◆ Task directions ◆
Each entry below is to be duplicated verbatim.

— Start —

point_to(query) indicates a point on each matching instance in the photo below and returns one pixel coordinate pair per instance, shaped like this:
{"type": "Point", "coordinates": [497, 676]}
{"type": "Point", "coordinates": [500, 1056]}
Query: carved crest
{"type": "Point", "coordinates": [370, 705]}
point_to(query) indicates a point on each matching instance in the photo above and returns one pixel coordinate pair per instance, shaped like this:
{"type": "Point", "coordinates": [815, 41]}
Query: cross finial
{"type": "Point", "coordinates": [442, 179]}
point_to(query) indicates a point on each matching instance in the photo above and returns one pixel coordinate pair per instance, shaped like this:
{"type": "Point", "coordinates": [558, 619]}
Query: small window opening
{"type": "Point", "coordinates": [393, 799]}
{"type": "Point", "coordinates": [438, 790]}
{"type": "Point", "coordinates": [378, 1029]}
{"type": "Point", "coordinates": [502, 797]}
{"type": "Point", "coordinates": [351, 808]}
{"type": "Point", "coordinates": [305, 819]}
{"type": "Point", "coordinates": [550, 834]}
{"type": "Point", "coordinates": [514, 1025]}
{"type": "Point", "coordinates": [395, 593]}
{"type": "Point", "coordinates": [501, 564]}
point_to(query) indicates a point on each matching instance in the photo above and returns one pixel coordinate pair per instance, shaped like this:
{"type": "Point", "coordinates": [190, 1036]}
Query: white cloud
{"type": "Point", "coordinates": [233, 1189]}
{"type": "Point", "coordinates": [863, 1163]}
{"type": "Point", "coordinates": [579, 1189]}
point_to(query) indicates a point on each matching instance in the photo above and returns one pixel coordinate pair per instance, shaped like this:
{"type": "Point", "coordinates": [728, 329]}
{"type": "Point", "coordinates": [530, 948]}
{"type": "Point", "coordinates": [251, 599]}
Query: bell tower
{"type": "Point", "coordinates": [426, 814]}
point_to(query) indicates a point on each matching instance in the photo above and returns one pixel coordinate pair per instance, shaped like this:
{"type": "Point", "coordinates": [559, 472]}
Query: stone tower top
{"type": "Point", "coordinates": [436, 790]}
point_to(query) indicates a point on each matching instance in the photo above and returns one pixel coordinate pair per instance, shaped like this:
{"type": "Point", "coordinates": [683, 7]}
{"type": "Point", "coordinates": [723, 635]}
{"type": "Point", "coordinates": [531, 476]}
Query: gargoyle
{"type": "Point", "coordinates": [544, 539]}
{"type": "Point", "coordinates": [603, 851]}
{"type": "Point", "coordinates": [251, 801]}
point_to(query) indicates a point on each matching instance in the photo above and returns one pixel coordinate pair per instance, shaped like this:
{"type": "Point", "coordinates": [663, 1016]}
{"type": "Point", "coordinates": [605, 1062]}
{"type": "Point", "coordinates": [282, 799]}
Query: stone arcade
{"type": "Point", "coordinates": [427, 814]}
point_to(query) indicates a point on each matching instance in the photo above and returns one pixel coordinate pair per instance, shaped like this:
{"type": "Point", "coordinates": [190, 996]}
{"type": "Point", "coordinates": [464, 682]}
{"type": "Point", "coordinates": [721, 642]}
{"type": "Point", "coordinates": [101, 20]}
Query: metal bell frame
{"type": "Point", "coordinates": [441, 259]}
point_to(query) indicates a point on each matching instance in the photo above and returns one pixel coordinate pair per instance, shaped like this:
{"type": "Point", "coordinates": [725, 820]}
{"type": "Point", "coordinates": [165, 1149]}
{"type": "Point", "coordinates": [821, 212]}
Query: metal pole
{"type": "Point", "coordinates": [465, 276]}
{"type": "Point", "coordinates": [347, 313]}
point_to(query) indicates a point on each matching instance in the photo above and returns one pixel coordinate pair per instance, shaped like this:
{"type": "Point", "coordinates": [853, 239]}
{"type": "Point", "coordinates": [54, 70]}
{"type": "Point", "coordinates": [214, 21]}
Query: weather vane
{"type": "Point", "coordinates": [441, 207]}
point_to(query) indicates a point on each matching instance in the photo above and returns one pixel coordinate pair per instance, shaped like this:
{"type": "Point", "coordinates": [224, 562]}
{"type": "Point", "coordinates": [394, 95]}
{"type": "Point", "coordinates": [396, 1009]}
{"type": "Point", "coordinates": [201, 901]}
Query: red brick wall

— End —

◆ Correct response ◆
point_to(query) indicates a point on each matching instance in the photo below and returns one pixel coordinate pair per instance, shaped like this:
{"type": "Point", "coordinates": [497, 676]}
{"type": "Point", "coordinates": [500, 1056]}
Query: carved crest
{"type": "Point", "coordinates": [370, 705]}
point_to(query) indicates a point on each matching instance in the photo above and returns one pixel coordinate pair per instance, shaped like this:
{"type": "Point", "coordinates": [815, 41]}
Query: cross finial
{"type": "Point", "coordinates": [442, 179]}
point_to(query) indicates a point on each matching instance in the photo above and returns one pixel coordinate pair per instance, shaped like this:
{"type": "Point", "coordinates": [558, 619]}
Query: small window opening
{"type": "Point", "coordinates": [393, 799]}
{"type": "Point", "coordinates": [438, 790]}
{"type": "Point", "coordinates": [378, 1029]}
{"type": "Point", "coordinates": [502, 797]}
{"type": "Point", "coordinates": [351, 808]}
{"type": "Point", "coordinates": [305, 819]}
{"type": "Point", "coordinates": [550, 834]}
{"type": "Point", "coordinates": [514, 1025]}
{"type": "Point", "coordinates": [395, 593]}
{"type": "Point", "coordinates": [501, 564]}
point_to(query) indicates a point on each matching instance in the photo above and returns one pixel coordinate pair per instance, shaped like this:
{"type": "Point", "coordinates": [190, 1036]}
Query: white cloud
{"type": "Point", "coordinates": [233, 1189]}
{"type": "Point", "coordinates": [863, 1163]}
{"type": "Point", "coordinates": [579, 1189]}
point_to(query) indicates a point on each matching instance in the photo above and returns one pixel coordinate pair per instance, shaped like this:
{"type": "Point", "coordinates": [728, 329]}
{"type": "Point", "coordinates": [530, 948]}
{"type": "Point", "coordinates": [251, 599]}
Query: bell tower
{"type": "Point", "coordinates": [426, 814]}
point_to(query) indicates a point on each matching instance in the photo above and returns one pixel coordinate pair per instance, shaped like this:
{"type": "Point", "coordinates": [559, 472]}
Query: stone tower top
{"type": "Point", "coordinates": [436, 790]}
point_to(query) indicates a point on each matching instance in the photo above and returns one pixel coordinate pair per instance, shaped like this:
{"type": "Point", "coordinates": [683, 7]}
{"type": "Point", "coordinates": [723, 635]}
{"type": "Point", "coordinates": [531, 476]}
Query: gargoyle
{"type": "Point", "coordinates": [544, 539]}
{"type": "Point", "coordinates": [603, 851]}
{"type": "Point", "coordinates": [251, 801]}
point_to(query) indicates a point on each matching instance in the photo above and returns one pixel coordinate pair per instance, shaped like this:
{"type": "Point", "coordinates": [663, 1016]}
{"type": "Point", "coordinates": [605, 1062]}
{"type": "Point", "coordinates": [282, 799]}
Query: stone arcade
{"type": "Point", "coordinates": [427, 814]}
point_to(query) indicates a point on each matching instance in the photo above and returns one pixel coordinate pair per instance, shaped like this:
{"type": "Point", "coordinates": [190, 996]}
{"type": "Point", "coordinates": [464, 682]}
{"type": "Point", "coordinates": [721, 642]}
{"type": "Point", "coordinates": [101, 20]}
Query: metal bell frame
{"type": "Point", "coordinates": [441, 259]}
point_to(query) indicates a point on each matching instance in the photo above and returns one pixel coordinate pair per instance, shaped like this:
{"type": "Point", "coordinates": [725, 820]}
{"type": "Point", "coordinates": [165, 1149]}
{"type": "Point", "coordinates": [821, 212]}
Query: metal pole
{"type": "Point", "coordinates": [465, 276]}
{"type": "Point", "coordinates": [347, 313]}
point_to(query) indicates a point on each matching instance in the photo above and returns one pixel coordinate pair per instance, shaped like this:
{"type": "Point", "coordinates": [853, 239]}
{"type": "Point", "coordinates": [54, 70]}
{"type": "Point", "coordinates": [214, 21]}
Query: weather vane
{"type": "Point", "coordinates": [441, 207]}
point_to(query) indicates a point on each matching instance in the photo above and returns one pixel coordinate pair per instance, shaped like this:
{"type": "Point", "coordinates": [224, 562]}
{"type": "Point", "coordinates": [394, 95]}
{"type": "Point", "coordinates": [396, 1009]}
{"type": "Point", "coordinates": [201, 901]}
Query: red brick wall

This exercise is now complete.